• **Document section**:

===

Deseret Morning News, Wednesday, November 19, 2003
Final VX missile is destroyed at Deseret Depot
By Joe Bauman
Deseret Morning News
The last VX missile was burned at Deseret Chemical Depot on Monday.
Jack Anderson, left, and Bryan Clark place the last VX rocket onto the processing line at the depot. Deseret Chemical Depot |
This eliminates the greatest risk
to people living or commuting nearby, according to the base. An explosion
involving a release of chemical agent from the stockpile was thought to pose
the greatest risk to the community.
Meanwhile, on the same day but
at a different Army base in Tooele County — Dugway Proving Ground — a nerve
agent monitor reported low levels of GB vapor. Paula Nicholson, Dugway spokeswoman,
said workers were calibrating equipment when an alarm sounded, indicating
levels substantially below harmful concentrations.
Three employees went to an aid
station and received medical tests. Their blood samples showed no indication
of exposure. An investigation is continuing, Nicholson said.
Dugway's Melvin Bushnell Materiel
Test Facility, where the incident occurred, researches detection systems
to warn of chemical attack and looks for ways to improve protective clothing.

===

[Stored records]
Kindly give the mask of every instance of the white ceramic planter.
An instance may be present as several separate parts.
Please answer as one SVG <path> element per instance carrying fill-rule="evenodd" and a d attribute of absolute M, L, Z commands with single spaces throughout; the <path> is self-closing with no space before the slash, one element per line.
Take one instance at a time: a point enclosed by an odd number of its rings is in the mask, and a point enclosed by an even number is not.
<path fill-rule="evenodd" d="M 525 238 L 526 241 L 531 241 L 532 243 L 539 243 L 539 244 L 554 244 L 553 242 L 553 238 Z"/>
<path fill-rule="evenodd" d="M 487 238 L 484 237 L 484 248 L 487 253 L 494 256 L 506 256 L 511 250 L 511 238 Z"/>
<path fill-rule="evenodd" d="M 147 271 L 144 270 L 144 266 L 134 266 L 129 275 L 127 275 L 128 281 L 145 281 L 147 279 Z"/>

===

• **Exercise**: Reproduce word for word the portion of the article on the last VX missile between "Deseret Morning News, Wednesday, November" and "to the community.", inclusive. The rows above are not needed.

• **Written solution**:
Deseret Morning News, Wednesday, November 19, 2003
Final VX missile is destroyed at Deseret Depot
By Joe Bauman
Deseret Morning News
The last VX missile was burned at Deseret Chemical Depot on Monday.
Jack Anderson, left, and Bryan Clark place the last VX rocket onto the processing line at the depot. Deseret Chemical Depot |
This eliminates the greatest risk
to people living or commuting nearby, according to the base. An explosion
involving a release of chemical agent from the stockpile was thought to pose
the greatest risk to the community.